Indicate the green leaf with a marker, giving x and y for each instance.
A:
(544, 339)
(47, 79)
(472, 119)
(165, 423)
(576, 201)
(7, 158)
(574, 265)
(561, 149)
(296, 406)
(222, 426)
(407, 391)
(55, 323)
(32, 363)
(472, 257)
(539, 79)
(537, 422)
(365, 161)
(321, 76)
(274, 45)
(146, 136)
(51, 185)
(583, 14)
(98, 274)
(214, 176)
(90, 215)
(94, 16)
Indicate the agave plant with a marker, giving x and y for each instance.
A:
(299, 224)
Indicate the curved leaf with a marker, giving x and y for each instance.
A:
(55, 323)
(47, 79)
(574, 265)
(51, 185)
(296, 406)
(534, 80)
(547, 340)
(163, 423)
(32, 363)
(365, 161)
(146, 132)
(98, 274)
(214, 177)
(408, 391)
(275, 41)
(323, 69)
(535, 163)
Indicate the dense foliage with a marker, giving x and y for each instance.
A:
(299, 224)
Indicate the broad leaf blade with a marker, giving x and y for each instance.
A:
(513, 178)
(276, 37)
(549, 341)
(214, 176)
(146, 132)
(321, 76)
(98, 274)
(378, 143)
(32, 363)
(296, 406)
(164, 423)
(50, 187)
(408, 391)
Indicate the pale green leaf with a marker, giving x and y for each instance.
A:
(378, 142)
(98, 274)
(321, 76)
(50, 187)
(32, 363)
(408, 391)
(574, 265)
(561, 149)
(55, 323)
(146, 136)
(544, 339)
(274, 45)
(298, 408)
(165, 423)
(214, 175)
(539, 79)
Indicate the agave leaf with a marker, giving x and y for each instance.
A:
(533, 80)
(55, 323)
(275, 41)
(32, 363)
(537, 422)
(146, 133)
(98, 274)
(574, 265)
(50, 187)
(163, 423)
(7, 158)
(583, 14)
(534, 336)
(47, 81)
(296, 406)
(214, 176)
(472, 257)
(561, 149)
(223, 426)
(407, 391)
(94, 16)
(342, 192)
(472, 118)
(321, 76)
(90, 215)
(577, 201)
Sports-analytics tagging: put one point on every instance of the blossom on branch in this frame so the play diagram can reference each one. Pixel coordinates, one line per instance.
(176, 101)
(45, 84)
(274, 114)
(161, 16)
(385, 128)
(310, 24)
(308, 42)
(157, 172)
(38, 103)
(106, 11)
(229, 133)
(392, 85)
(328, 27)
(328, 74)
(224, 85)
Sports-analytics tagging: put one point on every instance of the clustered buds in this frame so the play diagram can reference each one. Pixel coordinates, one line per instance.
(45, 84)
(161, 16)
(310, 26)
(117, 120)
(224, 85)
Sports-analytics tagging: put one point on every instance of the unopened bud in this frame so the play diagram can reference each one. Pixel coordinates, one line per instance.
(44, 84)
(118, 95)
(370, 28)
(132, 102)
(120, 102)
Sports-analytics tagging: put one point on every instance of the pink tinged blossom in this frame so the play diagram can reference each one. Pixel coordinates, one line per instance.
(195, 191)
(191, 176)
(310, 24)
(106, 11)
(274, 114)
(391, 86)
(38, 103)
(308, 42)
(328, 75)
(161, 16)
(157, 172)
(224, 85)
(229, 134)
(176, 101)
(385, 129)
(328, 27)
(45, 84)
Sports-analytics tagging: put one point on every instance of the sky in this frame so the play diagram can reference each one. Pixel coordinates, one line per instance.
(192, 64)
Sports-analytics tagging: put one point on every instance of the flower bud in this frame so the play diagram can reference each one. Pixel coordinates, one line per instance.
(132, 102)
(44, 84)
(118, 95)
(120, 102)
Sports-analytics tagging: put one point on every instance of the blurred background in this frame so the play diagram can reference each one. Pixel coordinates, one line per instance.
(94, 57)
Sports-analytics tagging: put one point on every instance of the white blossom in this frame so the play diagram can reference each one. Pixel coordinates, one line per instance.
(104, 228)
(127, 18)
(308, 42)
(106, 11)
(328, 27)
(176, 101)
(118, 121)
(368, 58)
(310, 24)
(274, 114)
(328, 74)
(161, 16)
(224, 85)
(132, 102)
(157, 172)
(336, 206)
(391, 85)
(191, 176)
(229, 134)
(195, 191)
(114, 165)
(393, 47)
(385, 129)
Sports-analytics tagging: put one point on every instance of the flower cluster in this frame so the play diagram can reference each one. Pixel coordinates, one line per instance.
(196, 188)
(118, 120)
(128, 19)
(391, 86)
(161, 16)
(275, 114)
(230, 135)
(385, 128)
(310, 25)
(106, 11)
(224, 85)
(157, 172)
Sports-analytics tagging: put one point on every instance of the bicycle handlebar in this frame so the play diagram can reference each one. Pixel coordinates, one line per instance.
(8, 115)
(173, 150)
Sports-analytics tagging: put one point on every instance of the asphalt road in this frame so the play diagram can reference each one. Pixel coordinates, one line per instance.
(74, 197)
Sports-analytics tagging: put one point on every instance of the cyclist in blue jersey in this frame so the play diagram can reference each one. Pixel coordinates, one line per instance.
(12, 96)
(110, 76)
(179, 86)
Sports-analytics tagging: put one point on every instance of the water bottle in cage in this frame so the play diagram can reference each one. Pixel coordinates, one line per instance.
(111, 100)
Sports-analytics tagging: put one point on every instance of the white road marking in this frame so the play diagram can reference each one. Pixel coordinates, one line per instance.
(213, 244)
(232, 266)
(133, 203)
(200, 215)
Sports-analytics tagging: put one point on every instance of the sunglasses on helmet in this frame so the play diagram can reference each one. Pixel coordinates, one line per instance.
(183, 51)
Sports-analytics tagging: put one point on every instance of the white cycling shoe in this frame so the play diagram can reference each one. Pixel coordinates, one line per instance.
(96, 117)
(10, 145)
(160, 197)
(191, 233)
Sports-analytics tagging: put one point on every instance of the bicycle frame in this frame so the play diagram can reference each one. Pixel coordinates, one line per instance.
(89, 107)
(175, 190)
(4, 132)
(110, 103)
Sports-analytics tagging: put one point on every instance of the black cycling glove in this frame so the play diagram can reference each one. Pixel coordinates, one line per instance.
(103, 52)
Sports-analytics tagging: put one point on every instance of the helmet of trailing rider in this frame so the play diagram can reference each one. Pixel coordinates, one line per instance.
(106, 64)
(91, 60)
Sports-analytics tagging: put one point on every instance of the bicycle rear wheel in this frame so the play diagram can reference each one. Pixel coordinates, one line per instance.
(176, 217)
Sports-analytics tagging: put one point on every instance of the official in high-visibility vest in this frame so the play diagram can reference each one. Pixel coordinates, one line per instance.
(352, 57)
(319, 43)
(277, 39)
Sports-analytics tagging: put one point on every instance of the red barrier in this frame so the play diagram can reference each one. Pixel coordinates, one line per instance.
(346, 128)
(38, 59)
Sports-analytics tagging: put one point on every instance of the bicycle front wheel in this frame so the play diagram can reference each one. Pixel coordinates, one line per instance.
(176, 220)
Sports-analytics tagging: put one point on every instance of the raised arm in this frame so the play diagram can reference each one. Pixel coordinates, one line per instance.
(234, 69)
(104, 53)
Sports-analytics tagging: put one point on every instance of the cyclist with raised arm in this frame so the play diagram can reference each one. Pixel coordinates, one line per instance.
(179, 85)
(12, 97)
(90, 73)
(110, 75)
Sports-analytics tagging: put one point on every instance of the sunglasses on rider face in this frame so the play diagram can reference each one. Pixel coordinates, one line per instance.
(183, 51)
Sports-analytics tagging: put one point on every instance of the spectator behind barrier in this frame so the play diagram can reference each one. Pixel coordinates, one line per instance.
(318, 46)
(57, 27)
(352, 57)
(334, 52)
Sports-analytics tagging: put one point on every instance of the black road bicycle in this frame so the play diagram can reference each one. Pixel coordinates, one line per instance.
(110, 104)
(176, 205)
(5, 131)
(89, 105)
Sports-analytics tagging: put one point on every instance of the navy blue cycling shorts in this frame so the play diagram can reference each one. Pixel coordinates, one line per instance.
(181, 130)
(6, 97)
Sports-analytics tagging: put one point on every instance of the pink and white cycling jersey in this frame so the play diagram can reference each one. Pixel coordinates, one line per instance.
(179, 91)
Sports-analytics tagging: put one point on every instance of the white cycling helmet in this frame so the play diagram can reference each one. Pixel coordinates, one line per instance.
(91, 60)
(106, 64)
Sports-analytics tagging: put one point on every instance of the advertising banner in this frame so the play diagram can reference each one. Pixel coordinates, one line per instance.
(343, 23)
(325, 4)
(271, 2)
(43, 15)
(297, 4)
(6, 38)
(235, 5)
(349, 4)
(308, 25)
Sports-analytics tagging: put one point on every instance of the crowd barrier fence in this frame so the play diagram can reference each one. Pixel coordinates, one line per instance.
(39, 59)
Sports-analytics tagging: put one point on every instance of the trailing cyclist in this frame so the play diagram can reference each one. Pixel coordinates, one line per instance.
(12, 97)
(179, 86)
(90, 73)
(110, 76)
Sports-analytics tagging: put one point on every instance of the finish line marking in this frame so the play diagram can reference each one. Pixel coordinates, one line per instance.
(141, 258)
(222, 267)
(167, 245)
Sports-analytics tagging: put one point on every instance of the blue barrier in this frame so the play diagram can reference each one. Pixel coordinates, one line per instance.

# Work instruction:
Among the lines above, which ones hold the string "leaf"? Show them.

# Answer space:
Indicate the green leaf with a marker, giving x and y for each instance.
Indicate the curved leaf with a marker, giving x and y for each instance.
Indicate the broad leaf blade with a marker, giving x and y for each instance.
Indicate the pale green leaf with a marker, giving x and y for each instance.
Indicate the agave leaf with a marker, giving x and y for each instance.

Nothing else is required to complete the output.